SHORT PROBLEM 1 ->
In the competition overview on physical layout analysis, which two types can a zone be identified as?

Overview
Physical layout analysis (PLA) of a scanned document is the ability to segment the layout of the document image and identifying the class to which each image region belongs without using text recognizers or human supervision. Successful physical layout analysis leads to better performance of text recognizers and other applications like search and retrieval, word spotting, PDF-to-Word conversion, etc.
Scientific solutions devoted to physical layout analysis of Arabic documents are few and difficult to assess because of differences in methods, data, and evaluation metrics. Researchers cannot compare their work to the work of others due to the absence of publicly available research datasets that are suitably annotated for evaluating solutions to physical layout analysis tasks.
This competition will provide: (1) a benchmarking dataset for testing physical layout analysis solutions, which contains an annotated test set of scanned Arabic book page samples with a wide variety of content and appearance, and (2) a full evaluation scheme by offering code to compute a set of evaluation metrics to both analysis tasks (segmentation and classification) for quantitative evaluation, and to visually asses the analysis result for qualitative evaluation.
Tasks and Procedures
Task is to provide zone-level segmentation results to the benchmarking data: i.e. BB coordinates of each zone in addition to identifying the zone type for being “text” or “non-text”.

DATASET EXTRACT ->
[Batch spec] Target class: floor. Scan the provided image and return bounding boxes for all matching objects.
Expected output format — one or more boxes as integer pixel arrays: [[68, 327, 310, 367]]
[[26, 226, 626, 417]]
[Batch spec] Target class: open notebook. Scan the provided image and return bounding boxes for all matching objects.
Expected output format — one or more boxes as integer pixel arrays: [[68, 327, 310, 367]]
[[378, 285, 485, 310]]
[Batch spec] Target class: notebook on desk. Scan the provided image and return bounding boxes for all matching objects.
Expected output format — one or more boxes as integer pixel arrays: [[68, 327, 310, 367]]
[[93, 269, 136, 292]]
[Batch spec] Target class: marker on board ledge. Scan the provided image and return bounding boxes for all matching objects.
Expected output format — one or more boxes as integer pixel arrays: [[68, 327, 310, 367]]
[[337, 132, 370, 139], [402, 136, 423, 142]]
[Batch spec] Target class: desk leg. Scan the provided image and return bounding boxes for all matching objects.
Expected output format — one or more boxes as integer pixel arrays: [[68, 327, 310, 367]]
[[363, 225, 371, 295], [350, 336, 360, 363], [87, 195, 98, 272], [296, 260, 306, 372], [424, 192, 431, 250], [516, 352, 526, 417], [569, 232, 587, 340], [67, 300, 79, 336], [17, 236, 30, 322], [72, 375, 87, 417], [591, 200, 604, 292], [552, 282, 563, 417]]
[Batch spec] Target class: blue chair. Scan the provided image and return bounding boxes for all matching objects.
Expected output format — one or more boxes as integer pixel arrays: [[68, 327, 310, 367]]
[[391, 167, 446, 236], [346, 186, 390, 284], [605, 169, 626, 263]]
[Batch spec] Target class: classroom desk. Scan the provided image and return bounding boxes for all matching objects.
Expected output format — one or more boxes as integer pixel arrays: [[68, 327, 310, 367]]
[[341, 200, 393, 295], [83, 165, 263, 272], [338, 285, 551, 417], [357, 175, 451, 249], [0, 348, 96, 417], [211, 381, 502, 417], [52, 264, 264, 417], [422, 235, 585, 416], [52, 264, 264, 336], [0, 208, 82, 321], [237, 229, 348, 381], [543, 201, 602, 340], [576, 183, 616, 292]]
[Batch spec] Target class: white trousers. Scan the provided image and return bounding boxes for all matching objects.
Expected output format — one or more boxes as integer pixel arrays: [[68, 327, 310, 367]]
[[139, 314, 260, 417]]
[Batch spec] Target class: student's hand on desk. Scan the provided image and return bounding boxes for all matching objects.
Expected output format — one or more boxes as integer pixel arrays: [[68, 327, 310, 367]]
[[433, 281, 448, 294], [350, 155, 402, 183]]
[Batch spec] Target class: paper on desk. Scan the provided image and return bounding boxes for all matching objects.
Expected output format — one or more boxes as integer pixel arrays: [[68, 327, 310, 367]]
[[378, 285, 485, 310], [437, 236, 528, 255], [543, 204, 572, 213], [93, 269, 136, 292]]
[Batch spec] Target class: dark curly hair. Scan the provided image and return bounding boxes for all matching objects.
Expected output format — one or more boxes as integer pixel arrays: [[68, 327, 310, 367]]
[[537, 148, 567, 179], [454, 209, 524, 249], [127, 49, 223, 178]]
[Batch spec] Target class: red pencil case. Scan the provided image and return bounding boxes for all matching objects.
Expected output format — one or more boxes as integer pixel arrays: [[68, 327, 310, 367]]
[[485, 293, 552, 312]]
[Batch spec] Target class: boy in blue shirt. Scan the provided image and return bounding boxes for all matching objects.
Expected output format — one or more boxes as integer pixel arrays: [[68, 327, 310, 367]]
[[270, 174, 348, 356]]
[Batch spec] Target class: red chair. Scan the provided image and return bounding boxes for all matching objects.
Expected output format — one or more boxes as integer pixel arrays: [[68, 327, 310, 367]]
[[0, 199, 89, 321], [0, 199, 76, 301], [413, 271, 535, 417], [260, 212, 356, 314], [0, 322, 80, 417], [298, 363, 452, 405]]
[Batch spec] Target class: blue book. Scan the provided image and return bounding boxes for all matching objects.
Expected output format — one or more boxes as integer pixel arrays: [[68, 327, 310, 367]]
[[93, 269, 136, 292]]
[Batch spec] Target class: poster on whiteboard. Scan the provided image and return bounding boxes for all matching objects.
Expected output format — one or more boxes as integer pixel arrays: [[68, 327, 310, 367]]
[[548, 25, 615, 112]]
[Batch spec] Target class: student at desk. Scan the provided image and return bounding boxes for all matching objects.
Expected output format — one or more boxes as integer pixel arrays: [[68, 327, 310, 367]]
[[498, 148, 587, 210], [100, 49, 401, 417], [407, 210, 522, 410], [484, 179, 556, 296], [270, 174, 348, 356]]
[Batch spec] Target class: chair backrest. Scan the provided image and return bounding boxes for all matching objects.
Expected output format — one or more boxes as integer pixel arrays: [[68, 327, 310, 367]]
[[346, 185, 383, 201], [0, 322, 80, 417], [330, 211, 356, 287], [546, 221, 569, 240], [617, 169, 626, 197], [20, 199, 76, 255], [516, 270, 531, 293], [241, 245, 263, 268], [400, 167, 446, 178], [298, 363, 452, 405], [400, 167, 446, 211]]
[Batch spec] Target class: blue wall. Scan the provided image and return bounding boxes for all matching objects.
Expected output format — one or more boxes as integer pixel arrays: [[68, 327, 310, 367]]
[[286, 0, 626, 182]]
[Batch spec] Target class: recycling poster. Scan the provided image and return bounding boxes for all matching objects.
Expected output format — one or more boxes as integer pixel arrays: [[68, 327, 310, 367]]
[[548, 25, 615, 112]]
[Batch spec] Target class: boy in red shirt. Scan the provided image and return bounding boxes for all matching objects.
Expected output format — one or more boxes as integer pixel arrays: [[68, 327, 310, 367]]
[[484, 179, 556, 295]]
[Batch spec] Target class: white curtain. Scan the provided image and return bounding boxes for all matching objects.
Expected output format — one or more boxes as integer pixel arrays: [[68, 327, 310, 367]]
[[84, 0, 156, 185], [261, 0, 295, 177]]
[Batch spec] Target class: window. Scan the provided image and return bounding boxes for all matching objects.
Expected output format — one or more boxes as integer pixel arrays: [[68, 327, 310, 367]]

SHORT PROBLEM 2 ->
In the records, reproduce the lines starting at the one containing "[Batch spec] Target class: dark" and ending at the one containing "[[270, 174, 348, 356]]", with "Scan" swapped for "Examine" and all else left unchanged.

EXPECTED OUTPUT 1 ->
"Text" or "non-text."

EXPECTED OUTPUT 2 ->
[Batch spec] Target class: dark curly hair. Examine the provided image and return bounding boxes for all matching objects.
Expected output format — one or more boxes as integer pixel arrays: [[68, 327, 310, 367]]
[[537, 148, 567, 179], [454, 209, 524, 249], [127, 49, 223, 178]]
[Batch spec] Target class: red pencil case. Examine the provided image and return bounding boxes for all matching objects.
Expected output format — one or more boxes as integer pixel arrays: [[68, 327, 310, 367]]
[[485, 293, 552, 312]]
[Batch spec] Target class: boy in blue shirt. Examine the provided image and return bounding boxes for all matching objects.
Expected output format — one or more boxes as integer pixel arrays: [[68, 327, 310, 367]]
[[270, 174, 348, 356]]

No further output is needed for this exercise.